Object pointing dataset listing
----------

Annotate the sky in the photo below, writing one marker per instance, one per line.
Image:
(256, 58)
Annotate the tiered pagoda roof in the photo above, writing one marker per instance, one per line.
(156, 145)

----------

WRITTEN INSTRUCTION:
Retype the listing above word for word, line for line.

RIGHT ANSWER:
Annotate the sky in the photo below, writing one marker per instance, one per line.
Image:
(256, 58)
Annotate the tiered pagoda roof in the photo above, writing one marker per instance, one per line.
(156, 145)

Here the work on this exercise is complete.